(Stored dataset items)
* * * * * * * * *
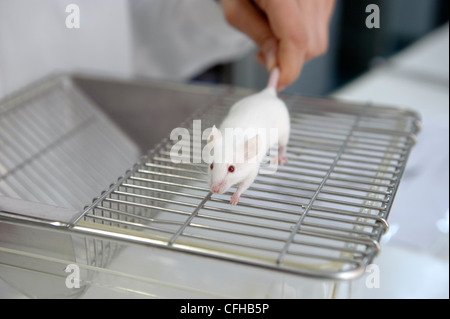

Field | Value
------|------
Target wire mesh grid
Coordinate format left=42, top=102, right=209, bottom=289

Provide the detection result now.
left=72, top=90, right=419, bottom=279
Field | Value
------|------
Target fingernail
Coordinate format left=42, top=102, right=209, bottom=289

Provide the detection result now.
left=261, top=39, right=277, bottom=71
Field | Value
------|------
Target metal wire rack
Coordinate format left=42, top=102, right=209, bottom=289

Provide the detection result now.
left=74, top=89, right=420, bottom=280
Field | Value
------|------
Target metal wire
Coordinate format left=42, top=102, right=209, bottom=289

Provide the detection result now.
left=72, top=90, right=418, bottom=279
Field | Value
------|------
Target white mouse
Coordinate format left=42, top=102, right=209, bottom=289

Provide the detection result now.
left=208, top=68, right=290, bottom=205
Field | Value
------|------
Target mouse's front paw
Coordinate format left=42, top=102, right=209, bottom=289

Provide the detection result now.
left=230, top=193, right=240, bottom=205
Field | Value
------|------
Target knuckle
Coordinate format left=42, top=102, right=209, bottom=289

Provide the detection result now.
left=222, top=0, right=239, bottom=25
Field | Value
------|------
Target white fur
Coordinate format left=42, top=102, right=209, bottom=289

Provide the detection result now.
left=208, top=70, right=290, bottom=204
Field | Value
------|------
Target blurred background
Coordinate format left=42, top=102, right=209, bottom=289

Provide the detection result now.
left=0, top=0, right=449, bottom=298
left=0, top=0, right=449, bottom=97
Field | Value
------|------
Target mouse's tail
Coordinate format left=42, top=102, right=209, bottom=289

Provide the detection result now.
left=267, top=66, right=280, bottom=92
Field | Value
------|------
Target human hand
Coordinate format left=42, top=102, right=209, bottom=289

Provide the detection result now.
left=221, top=0, right=335, bottom=90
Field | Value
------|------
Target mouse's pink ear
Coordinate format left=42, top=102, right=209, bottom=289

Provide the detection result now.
left=208, top=125, right=222, bottom=144
left=244, top=134, right=259, bottom=162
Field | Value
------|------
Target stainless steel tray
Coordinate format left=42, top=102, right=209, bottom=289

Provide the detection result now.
left=0, top=76, right=420, bottom=296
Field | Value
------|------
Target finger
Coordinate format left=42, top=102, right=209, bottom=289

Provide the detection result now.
left=255, top=0, right=308, bottom=88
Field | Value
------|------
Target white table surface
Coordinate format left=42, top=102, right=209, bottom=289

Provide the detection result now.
left=333, top=24, right=449, bottom=298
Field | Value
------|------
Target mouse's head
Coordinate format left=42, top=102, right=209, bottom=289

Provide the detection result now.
left=208, top=126, right=259, bottom=194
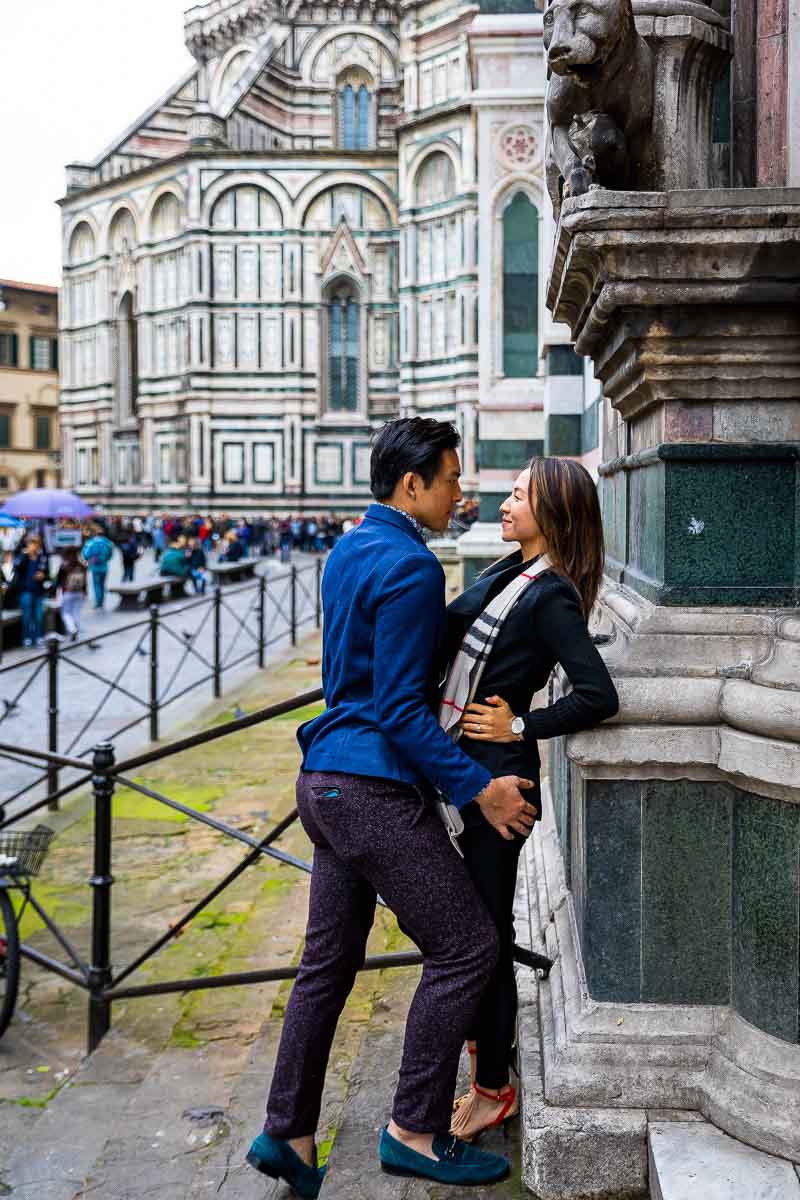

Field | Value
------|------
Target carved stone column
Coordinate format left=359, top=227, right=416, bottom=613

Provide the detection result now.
left=525, top=182, right=800, bottom=1198
left=633, top=0, right=732, bottom=191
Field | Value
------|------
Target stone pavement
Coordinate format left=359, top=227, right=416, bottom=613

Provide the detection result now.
left=0, top=552, right=317, bottom=816
left=0, top=638, right=524, bottom=1200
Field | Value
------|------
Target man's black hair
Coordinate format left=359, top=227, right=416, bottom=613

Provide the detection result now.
left=369, top=416, right=461, bottom=500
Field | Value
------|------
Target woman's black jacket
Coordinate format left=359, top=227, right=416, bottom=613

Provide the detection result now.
left=446, top=551, right=619, bottom=780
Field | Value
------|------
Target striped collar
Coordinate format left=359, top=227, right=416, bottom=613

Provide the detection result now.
left=373, top=500, right=425, bottom=536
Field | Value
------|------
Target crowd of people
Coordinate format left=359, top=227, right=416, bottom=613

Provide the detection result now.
left=0, top=512, right=353, bottom=647
left=0, top=500, right=477, bottom=646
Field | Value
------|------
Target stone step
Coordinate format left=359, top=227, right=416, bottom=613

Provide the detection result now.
left=2, top=1033, right=155, bottom=1200
left=648, top=1121, right=800, bottom=1200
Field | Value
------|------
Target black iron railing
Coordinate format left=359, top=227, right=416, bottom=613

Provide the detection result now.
left=0, top=559, right=323, bottom=815
left=0, top=689, right=422, bottom=1052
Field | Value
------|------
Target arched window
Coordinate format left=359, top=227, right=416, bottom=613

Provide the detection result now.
left=116, top=292, right=139, bottom=422
left=503, top=192, right=539, bottom=379
left=338, top=68, right=372, bottom=150
left=327, top=281, right=360, bottom=413
left=355, top=83, right=369, bottom=150
left=341, top=83, right=355, bottom=150
left=150, top=192, right=181, bottom=241
left=70, top=221, right=95, bottom=266
left=416, top=150, right=456, bottom=206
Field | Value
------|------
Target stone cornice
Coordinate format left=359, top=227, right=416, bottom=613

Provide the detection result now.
left=547, top=188, right=800, bottom=419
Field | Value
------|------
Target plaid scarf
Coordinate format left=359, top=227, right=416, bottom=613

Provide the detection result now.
left=439, top=554, right=553, bottom=742
left=437, top=554, right=553, bottom=858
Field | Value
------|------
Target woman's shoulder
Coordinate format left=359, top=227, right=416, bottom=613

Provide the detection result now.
left=522, top=568, right=581, bottom=610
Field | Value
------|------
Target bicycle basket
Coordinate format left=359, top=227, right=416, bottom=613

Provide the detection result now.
left=0, top=826, right=55, bottom=875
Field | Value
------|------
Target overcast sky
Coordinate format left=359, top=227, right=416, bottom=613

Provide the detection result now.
left=0, top=0, right=192, bottom=283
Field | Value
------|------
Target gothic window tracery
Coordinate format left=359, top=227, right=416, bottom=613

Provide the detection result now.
left=337, top=68, right=375, bottom=150
left=503, top=192, right=539, bottom=379
left=416, top=150, right=456, bottom=206
left=327, top=280, right=361, bottom=413
left=116, top=292, right=138, bottom=422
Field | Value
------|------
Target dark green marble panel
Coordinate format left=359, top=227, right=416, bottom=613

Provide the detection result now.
left=581, top=400, right=600, bottom=454
left=733, top=792, right=800, bottom=1042
left=547, top=346, right=583, bottom=376
left=545, top=413, right=581, bottom=457
left=627, top=462, right=664, bottom=587
left=642, top=779, right=733, bottom=1004
left=475, top=438, right=545, bottom=472
left=582, top=779, right=642, bottom=1001
left=479, top=491, right=509, bottom=526
left=662, top=448, right=798, bottom=604
left=597, top=470, right=627, bottom=581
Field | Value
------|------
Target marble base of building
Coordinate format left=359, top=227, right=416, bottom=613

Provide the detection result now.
left=510, top=587, right=800, bottom=1200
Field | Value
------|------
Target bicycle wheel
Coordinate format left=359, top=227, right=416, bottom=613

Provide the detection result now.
left=0, top=888, right=19, bottom=1038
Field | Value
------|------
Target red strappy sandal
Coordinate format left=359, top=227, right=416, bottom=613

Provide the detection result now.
left=453, top=1043, right=477, bottom=1112
left=451, top=1084, right=519, bottom=1142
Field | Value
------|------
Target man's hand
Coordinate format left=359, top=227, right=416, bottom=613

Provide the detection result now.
left=475, top=775, right=539, bottom=841
left=458, top=696, right=523, bottom=743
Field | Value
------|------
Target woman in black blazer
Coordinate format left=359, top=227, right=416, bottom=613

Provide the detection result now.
left=447, top=458, right=619, bottom=1140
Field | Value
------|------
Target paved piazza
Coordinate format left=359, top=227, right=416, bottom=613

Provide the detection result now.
left=0, top=552, right=315, bottom=815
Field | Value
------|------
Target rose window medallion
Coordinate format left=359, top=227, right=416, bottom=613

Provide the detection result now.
left=500, top=125, right=539, bottom=168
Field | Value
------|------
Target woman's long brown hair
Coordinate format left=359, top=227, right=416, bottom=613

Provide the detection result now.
left=528, top=458, right=606, bottom=622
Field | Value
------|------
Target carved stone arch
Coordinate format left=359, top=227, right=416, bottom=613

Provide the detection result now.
left=331, top=63, right=380, bottom=150
left=297, top=24, right=399, bottom=86
left=319, top=268, right=369, bottom=421
left=114, top=287, right=139, bottom=425
left=209, top=41, right=258, bottom=113
left=65, top=222, right=97, bottom=266
left=489, top=170, right=547, bottom=220
left=491, top=180, right=549, bottom=378
left=407, top=138, right=463, bottom=208
left=203, top=170, right=291, bottom=228
left=142, top=180, right=186, bottom=241
left=297, top=172, right=398, bottom=229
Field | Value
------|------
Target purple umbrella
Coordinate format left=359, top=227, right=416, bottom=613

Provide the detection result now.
* * * * * * * * *
» **SET PROBLEM**
Starting at the beginning of the material and going through the line that contains "left=72, top=90, right=419, bottom=279", give those lines as a numbered list. Skip blank lines and leave the pictures out.

» **OUTPUT OF THE EXERCISE**
1. Field | Value
2. ------|------
3. Target wire mesh grid
4. Coordinate format left=42, top=102, right=209, bottom=289
5. Provide the detection result now.
6. left=72, top=90, right=419, bottom=279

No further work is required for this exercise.